======== Texto de origen
Se generan campos derivados como la diferencia en días entre fechas relevantes y la fecha de recolección de datos, para facilitar métricas temporales.

In [None]:
fecha_corte = pd.Timestamp("2025-11-23")
print("📅 Fecha de corte:", fecha_corte)

📅 Fecha de corte: 2025-11-23 00:00:00


In [None]:
df["end_date_effective"] = df["cancel_date"].fillna(fecha_corte)

df["days_tenure"] = (
    df["end_date_effective"] - df["signup_date"]
).dt.days

In [None]:
df["days_since_reactivation"] = (
    fecha_corte - df["reactivation_date"]
).dt.days

In [None]:
df["days_inactive_before_reactivation"] = (
    df["reactivation_date"] - df["last_close_date"]
).dt.days

In [None]:
inconsistentes = df[
    df["reactivation_date"].notna() & df["last_close_date"].isna()
]

print("⚠️ Reactivados sin last_close_date:", len(inconsistentes))

⚠️ Reactivados sin last_close_date: 55


In [None]:
negativos = df[
    (df["days_inactive_before_reactivation"] < 0)
================
======== Entradas de datos
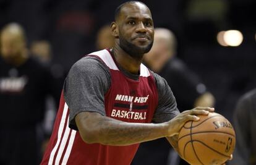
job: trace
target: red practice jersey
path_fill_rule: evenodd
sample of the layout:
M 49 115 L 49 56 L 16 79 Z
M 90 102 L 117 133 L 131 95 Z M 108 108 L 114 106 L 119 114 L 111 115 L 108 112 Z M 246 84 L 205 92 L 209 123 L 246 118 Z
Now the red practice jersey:
M 150 123 L 158 106 L 155 78 L 142 64 L 139 80 L 126 76 L 108 50 L 90 54 L 108 66 L 111 83 L 105 95 L 106 116 L 127 122 Z M 41 164 L 130 164 L 139 144 L 110 146 L 87 144 L 69 127 L 69 107 L 61 94 L 50 142 Z

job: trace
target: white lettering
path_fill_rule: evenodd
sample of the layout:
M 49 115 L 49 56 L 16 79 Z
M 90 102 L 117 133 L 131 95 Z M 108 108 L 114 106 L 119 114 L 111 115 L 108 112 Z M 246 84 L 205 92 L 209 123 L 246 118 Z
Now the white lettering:
M 140 103 L 140 98 L 135 97 L 134 99 L 134 103 Z
M 122 101 L 128 101 L 128 96 L 124 96 L 124 100 L 122 100 Z
M 117 112 L 116 112 L 116 117 L 120 117 L 120 111 L 121 111 L 118 110 Z
M 115 115 L 116 115 L 116 109 L 113 109 L 111 116 L 114 117 Z
M 132 100 L 134 99 L 134 96 L 129 96 L 129 102 L 132 102 Z

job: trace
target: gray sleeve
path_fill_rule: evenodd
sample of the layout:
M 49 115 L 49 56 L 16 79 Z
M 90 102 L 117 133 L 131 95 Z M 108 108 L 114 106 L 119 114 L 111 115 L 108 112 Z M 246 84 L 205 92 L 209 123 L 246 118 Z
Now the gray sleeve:
M 159 75 L 153 73 L 158 91 L 158 105 L 153 121 L 155 123 L 168 121 L 180 112 L 175 97 L 166 81 Z
M 70 128 L 77 130 L 75 117 L 81 112 L 106 115 L 104 96 L 110 82 L 108 68 L 96 57 L 83 57 L 72 67 L 64 85 Z

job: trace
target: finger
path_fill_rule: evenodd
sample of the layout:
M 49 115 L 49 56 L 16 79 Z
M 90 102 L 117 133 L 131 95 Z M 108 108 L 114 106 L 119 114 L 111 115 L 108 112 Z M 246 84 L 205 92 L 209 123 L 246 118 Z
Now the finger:
M 185 121 L 185 122 L 186 122 L 187 121 L 198 121 L 199 120 L 200 120 L 199 117 L 197 117 L 195 115 L 190 115 L 190 114 L 189 114 L 189 115 L 187 115 L 186 116 L 186 118 L 185 118 L 185 121 Z
M 203 107 L 203 106 L 198 106 L 194 108 L 194 109 L 197 110 L 205 110 L 209 112 L 214 112 L 215 108 L 211 107 Z

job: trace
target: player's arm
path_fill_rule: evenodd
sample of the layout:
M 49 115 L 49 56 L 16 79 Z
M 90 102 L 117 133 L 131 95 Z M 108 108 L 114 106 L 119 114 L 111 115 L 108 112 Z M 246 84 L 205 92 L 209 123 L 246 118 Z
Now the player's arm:
M 75 123 L 82 138 L 86 143 L 127 145 L 177 135 L 186 122 L 198 120 L 195 115 L 207 113 L 201 111 L 205 109 L 195 109 L 160 124 L 125 122 L 97 112 L 83 112 L 76 116 Z

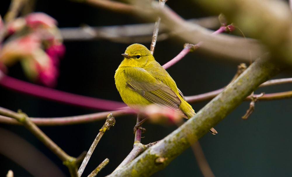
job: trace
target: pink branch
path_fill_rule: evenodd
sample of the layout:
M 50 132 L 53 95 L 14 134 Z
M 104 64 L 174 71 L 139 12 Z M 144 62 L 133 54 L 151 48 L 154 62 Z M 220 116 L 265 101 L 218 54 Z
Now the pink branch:
M 89 108 L 112 110 L 126 106 L 123 103 L 79 95 L 31 84 L 5 76 L 3 73 L 0 73 L 0 85 L 31 95 Z
M 213 32 L 212 33 L 212 35 L 216 34 L 225 32 L 228 29 L 228 28 L 227 28 L 226 27 L 221 27 L 219 29 Z M 182 58 L 185 57 L 186 55 L 191 50 L 192 48 L 198 48 L 200 46 L 202 43 L 203 42 L 201 41 L 199 42 L 195 45 L 190 44 L 187 44 L 185 45 L 181 52 L 180 52 L 174 58 L 172 59 L 163 65 L 162 67 L 165 69 L 167 69 L 181 59 Z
================
[Instrucciones]:
Responde según el extracto:
(a) ¿Qué fecha se asigna a fecha_corte?
(b) ¿Con qué valor se rellenan los vacíos de cancel_date al crear end_date_effective?
(c) ¿Cuántos reactivados sin last_close_date se informan?

[Respuesta]:
(a) 2025-11-23.
(b) Con fecha_corte.
(c) 55.